• **Record extracts**:
::::

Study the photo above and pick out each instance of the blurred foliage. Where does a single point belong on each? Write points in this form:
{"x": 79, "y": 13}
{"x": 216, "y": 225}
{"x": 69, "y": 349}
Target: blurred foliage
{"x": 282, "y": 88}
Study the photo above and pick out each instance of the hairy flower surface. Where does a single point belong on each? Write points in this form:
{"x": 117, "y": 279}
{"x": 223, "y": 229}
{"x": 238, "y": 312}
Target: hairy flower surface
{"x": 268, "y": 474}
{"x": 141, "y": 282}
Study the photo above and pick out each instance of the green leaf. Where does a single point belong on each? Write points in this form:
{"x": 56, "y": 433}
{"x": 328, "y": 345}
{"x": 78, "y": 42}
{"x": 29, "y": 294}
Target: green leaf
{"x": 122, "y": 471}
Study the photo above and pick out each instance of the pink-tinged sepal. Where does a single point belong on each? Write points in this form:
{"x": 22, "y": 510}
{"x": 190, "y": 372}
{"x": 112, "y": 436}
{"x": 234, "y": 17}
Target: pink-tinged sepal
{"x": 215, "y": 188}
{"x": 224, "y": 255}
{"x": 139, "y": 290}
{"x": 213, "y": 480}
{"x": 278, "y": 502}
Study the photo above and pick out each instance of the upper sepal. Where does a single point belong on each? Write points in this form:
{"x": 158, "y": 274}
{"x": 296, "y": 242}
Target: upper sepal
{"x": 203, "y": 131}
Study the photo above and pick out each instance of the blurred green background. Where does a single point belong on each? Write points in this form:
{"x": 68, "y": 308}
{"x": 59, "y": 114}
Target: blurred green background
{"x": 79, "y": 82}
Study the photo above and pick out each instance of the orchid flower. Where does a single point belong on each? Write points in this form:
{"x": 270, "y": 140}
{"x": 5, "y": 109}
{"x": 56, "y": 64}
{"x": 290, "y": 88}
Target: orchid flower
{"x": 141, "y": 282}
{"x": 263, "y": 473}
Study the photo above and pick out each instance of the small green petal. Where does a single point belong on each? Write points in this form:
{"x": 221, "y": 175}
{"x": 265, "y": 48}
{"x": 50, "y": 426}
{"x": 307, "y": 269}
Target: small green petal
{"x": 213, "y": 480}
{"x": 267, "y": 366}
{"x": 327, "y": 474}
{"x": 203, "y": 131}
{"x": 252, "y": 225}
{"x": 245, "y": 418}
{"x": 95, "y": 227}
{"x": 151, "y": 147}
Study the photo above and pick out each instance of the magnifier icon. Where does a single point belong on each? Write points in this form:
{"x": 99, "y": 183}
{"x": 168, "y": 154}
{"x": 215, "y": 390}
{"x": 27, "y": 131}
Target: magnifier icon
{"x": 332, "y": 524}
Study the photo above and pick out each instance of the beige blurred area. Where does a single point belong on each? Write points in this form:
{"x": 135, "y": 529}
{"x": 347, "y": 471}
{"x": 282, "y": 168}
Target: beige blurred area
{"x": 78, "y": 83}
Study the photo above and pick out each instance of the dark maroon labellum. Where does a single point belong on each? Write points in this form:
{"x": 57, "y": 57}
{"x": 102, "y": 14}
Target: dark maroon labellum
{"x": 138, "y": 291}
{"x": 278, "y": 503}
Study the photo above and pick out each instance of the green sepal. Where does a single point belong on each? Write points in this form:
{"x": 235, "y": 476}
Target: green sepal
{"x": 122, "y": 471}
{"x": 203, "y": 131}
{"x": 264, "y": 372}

::::

• **What this task involves**:
Print every one of the lines above verbatim, from first to last, without changing any character.

• **Output for this task**:
Study the photo above and pick out each instance of the blurred foliage. Where does a single point belong on each? Write points in this form:
{"x": 79, "y": 13}
{"x": 216, "y": 225}
{"x": 69, "y": 349}
Target: blurred foliage
{"x": 282, "y": 88}
Study the photo above and pick out each instance of the hairy flower surface. Where does a single point belong on each? Write points in this form:
{"x": 117, "y": 279}
{"x": 223, "y": 229}
{"x": 238, "y": 312}
Target: hairy flower surface
{"x": 268, "y": 474}
{"x": 141, "y": 282}
Study the photo above and pick out each instance of the green leaf. Where does a single point belong on each? Write points in this form:
{"x": 56, "y": 433}
{"x": 328, "y": 345}
{"x": 78, "y": 42}
{"x": 29, "y": 294}
Target: green leaf
{"x": 122, "y": 471}
Study the photo above and pick out each instance of the pink-tinged sepal. Where does a single point belong on each? Write points in this form:
{"x": 22, "y": 510}
{"x": 190, "y": 372}
{"x": 112, "y": 436}
{"x": 234, "y": 17}
Target: pink-tinged sepal
{"x": 215, "y": 188}
{"x": 224, "y": 255}
{"x": 139, "y": 290}
{"x": 213, "y": 480}
{"x": 278, "y": 502}
Study the photo above and pick out each instance of the upper sepal. Where does a single point belong on each? Write points in this form:
{"x": 158, "y": 274}
{"x": 296, "y": 242}
Target: upper sepal
{"x": 203, "y": 131}
Study the photo above and pick out each instance of the blurred green background. Where does a single point belong on each? Write points in this form:
{"x": 68, "y": 308}
{"x": 59, "y": 114}
Target: blurred green background
{"x": 79, "y": 82}
Study the photo above and pick out each instance of the orchid flower. Where does a single point belong on each? Write points in this form:
{"x": 270, "y": 140}
{"x": 5, "y": 109}
{"x": 56, "y": 64}
{"x": 290, "y": 88}
Target: orchid flower
{"x": 141, "y": 282}
{"x": 263, "y": 473}
Study the photo above and pick out each instance of the small green petal. Where does a single point belong on each? Write points in this form:
{"x": 221, "y": 175}
{"x": 265, "y": 48}
{"x": 50, "y": 426}
{"x": 307, "y": 269}
Target: small green petal
{"x": 213, "y": 480}
{"x": 267, "y": 366}
{"x": 327, "y": 474}
{"x": 203, "y": 131}
{"x": 252, "y": 225}
{"x": 245, "y": 418}
{"x": 95, "y": 227}
{"x": 151, "y": 147}
Study the photo above and pick out each instance of the magnifier icon. Where does a single point belong on each? Write points in this form:
{"x": 99, "y": 183}
{"x": 168, "y": 154}
{"x": 215, "y": 390}
{"x": 27, "y": 131}
Target: magnifier icon
{"x": 332, "y": 524}
Study the photo above and pick out each instance of the beige blurred area. Where does a single point belong on each? Write points in this form:
{"x": 135, "y": 529}
{"x": 347, "y": 471}
{"x": 282, "y": 168}
Target: beige blurred area
{"x": 78, "y": 83}
Study the photo above and pick out each instance of the dark maroon labellum. Where does a single point belong on each? Write points in this form:
{"x": 57, "y": 57}
{"x": 102, "y": 14}
Target: dark maroon labellum
{"x": 138, "y": 291}
{"x": 278, "y": 503}
Study the photo above and pick out each instance of the green sepal. Where does a single point belong on each? Write points in this form:
{"x": 235, "y": 476}
Target: green sepal
{"x": 122, "y": 471}
{"x": 203, "y": 131}
{"x": 264, "y": 372}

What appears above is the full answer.